> _The input_

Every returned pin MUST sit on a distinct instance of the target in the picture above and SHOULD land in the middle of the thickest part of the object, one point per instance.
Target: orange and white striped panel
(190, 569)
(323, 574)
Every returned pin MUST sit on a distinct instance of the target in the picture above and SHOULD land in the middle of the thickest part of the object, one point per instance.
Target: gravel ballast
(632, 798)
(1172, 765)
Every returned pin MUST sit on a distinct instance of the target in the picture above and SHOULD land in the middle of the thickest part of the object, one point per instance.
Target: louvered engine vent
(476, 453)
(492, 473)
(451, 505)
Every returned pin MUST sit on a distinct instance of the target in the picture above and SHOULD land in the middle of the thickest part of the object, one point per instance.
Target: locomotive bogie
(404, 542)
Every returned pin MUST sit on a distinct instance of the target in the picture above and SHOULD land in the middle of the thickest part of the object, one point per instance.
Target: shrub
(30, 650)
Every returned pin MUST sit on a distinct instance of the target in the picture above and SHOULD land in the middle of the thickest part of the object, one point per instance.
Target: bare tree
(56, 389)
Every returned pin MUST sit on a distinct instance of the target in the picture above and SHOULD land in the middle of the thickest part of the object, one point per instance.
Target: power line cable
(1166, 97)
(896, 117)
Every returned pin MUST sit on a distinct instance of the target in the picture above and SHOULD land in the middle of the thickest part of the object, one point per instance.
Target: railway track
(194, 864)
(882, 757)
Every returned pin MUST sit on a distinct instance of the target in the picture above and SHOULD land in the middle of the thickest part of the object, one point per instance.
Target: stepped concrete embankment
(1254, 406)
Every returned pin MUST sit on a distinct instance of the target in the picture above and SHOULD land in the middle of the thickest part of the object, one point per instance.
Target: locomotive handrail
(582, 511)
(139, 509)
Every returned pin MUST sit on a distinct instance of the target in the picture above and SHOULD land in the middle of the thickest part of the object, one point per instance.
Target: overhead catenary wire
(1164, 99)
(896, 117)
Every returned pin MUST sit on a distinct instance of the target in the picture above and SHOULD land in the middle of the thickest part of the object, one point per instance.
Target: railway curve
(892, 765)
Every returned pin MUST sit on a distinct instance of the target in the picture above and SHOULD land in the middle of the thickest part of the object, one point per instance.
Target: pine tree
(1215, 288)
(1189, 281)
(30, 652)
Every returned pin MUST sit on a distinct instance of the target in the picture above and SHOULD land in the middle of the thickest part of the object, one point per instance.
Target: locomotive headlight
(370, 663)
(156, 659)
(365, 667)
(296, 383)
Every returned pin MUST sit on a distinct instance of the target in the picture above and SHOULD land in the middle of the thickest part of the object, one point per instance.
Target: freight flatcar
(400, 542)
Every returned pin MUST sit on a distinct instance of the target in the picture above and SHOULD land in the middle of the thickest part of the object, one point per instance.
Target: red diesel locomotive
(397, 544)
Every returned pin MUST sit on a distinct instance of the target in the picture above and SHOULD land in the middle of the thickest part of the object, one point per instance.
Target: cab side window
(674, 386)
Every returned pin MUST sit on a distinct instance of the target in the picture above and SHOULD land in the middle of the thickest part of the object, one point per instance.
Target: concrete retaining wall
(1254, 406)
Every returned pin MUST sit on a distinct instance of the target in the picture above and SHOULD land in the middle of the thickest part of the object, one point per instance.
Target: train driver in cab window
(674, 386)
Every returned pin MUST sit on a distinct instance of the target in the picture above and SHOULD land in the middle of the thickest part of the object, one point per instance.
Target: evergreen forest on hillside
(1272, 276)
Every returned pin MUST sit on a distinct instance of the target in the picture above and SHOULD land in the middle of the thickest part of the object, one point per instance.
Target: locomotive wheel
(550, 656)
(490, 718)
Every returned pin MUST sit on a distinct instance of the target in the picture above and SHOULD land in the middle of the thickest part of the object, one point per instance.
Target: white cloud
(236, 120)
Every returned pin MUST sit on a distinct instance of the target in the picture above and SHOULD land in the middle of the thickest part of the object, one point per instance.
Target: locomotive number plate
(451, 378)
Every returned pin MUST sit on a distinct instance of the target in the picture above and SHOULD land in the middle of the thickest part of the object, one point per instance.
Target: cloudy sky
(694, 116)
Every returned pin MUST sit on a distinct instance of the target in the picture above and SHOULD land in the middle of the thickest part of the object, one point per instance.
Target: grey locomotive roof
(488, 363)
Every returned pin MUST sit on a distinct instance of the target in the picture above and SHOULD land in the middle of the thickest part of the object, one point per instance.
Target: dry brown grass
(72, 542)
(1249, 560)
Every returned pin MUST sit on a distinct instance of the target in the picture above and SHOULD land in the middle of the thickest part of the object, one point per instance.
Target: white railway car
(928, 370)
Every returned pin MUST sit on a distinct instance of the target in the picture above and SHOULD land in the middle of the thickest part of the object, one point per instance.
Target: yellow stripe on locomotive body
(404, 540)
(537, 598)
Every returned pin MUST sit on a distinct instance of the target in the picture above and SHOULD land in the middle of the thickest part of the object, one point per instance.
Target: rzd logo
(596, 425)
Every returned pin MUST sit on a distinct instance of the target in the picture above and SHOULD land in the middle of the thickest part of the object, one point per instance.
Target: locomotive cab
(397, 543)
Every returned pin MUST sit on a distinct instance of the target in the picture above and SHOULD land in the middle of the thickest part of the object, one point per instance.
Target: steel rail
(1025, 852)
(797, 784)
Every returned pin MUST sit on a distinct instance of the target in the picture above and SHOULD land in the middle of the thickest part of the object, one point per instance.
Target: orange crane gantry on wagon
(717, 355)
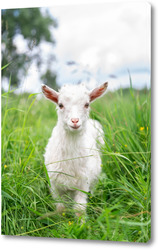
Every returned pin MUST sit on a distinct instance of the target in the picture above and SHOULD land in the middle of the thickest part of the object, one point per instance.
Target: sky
(106, 41)
(96, 43)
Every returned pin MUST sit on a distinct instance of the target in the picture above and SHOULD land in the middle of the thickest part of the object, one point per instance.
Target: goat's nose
(75, 120)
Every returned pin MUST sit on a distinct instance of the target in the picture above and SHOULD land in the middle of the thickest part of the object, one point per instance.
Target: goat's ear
(98, 92)
(49, 93)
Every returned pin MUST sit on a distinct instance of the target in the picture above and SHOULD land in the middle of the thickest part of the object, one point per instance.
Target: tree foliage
(34, 25)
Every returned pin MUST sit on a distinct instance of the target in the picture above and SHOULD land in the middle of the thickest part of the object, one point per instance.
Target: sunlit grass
(119, 208)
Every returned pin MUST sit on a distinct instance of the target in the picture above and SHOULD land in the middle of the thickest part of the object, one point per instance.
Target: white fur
(72, 156)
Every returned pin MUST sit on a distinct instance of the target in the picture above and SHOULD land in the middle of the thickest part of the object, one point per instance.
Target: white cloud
(103, 37)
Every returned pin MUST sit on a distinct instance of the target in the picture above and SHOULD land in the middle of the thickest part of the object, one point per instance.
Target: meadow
(120, 207)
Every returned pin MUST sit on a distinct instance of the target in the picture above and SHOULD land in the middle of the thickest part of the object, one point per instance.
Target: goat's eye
(61, 105)
(86, 105)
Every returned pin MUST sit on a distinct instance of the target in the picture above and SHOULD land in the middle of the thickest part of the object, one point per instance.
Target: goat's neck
(68, 135)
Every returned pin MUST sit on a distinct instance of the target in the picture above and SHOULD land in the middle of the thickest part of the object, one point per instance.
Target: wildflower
(141, 128)
(70, 223)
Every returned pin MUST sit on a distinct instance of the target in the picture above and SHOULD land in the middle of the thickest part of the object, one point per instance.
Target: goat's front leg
(81, 200)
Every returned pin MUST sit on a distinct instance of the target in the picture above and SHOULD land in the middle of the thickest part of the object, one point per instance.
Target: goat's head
(73, 103)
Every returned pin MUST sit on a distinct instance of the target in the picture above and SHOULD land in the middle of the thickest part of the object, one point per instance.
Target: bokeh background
(90, 43)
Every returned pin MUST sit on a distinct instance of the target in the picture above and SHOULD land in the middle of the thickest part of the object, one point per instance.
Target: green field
(118, 210)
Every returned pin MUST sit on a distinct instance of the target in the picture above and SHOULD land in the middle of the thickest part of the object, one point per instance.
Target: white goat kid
(72, 154)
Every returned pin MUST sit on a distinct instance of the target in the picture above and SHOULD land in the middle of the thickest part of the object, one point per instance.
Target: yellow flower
(70, 223)
(141, 128)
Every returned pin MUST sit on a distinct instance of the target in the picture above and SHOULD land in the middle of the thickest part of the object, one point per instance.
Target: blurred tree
(34, 25)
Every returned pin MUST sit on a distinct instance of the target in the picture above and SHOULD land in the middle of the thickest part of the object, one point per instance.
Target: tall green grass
(119, 208)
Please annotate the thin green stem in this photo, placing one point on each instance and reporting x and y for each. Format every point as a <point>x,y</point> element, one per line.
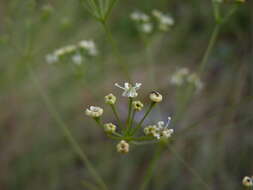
<point>109,10</point>
<point>210,46</point>
<point>131,121</point>
<point>144,117</point>
<point>116,116</point>
<point>55,115</point>
<point>151,168</point>
<point>129,115</point>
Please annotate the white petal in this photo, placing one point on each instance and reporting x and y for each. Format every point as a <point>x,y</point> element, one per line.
<point>116,84</point>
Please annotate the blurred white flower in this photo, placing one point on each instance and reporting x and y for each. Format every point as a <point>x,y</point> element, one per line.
<point>146,28</point>
<point>65,50</point>
<point>89,46</point>
<point>165,22</point>
<point>247,181</point>
<point>139,16</point>
<point>51,58</point>
<point>94,111</point>
<point>77,59</point>
<point>129,89</point>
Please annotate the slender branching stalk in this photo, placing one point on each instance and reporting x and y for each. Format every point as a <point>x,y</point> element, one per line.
<point>116,115</point>
<point>139,125</point>
<point>129,115</point>
<point>55,115</point>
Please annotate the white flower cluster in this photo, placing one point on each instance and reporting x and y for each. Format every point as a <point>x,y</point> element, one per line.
<point>165,22</point>
<point>247,181</point>
<point>146,24</point>
<point>183,76</point>
<point>160,130</point>
<point>77,52</point>
<point>129,90</point>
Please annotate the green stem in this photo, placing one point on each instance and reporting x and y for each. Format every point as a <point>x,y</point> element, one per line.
<point>111,5</point>
<point>143,138</point>
<point>211,43</point>
<point>129,115</point>
<point>66,131</point>
<point>151,168</point>
<point>117,116</point>
<point>144,117</point>
<point>131,122</point>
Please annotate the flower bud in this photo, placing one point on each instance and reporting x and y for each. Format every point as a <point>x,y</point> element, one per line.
<point>109,128</point>
<point>123,147</point>
<point>155,97</point>
<point>137,105</point>
<point>247,181</point>
<point>94,111</point>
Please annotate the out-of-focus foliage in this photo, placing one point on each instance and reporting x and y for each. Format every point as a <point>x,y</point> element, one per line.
<point>215,131</point>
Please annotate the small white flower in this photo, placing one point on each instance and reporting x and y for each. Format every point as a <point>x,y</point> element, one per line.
<point>155,97</point>
<point>164,21</point>
<point>94,111</point>
<point>146,28</point>
<point>129,90</point>
<point>160,130</point>
<point>110,99</point>
<point>51,58</point>
<point>90,46</point>
<point>247,181</point>
<point>109,128</point>
<point>123,147</point>
<point>65,50</point>
<point>77,59</point>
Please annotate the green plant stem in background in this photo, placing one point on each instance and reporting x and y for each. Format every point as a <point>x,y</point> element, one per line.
<point>131,121</point>
<point>129,115</point>
<point>150,171</point>
<point>115,48</point>
<point>210,46</point>
<point>219,22</point>
<point>117,116</point>
<point>66,131</point>
<point>144,117</point>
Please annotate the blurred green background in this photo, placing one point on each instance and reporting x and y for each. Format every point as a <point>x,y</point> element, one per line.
<point>216,135</point>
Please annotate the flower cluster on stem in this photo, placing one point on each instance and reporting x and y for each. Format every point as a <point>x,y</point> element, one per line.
<point>129,132</point>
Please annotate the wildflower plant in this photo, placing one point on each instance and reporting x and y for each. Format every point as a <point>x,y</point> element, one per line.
<point>77,53</point>
<point>128,132</point>
<point>247,182</point>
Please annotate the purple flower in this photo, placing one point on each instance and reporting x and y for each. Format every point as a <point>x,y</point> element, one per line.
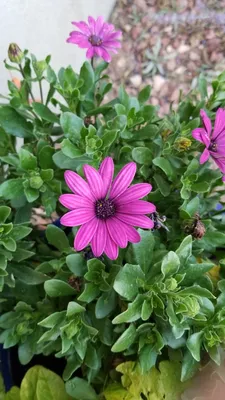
<point>213,140</point>
<point>97,36</point>
<point>106,209</point>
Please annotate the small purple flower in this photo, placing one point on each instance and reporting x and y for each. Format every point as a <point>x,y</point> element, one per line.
<point>97,36</point>
<point>106,209</point>
<point>213,140</point>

> _Stated goal_
Take the line that contains "Please annotate the wildflower" as the first and the last line of the records as the end, and please quote those lines exactly, pictures omitted.

> _Problem solution_
Please annotate the wildflower plant in this photo, placing one point on each instance and reporting x and y for each. Format every point as a <point>x,y</point> element, one per line.
<point>77,53</point>
<point>128,132</point>
<point>247,182</point>
Please annotate the purple flower in this photo, placing one point on each instance and reporting x and y for each. Format every point as a <point>x,y</point> element, one per line.
<point>213,140</point>
<point>97,36</point>
<point>106,209</point>
Please annotate the small purple flower in this photo, placing one point on each instance and reporting x and y for each. Format every point as a <point>x,y</point> element, one per line.
<point>97,36</point>
<point>106,209</point>
<point>213,140</point>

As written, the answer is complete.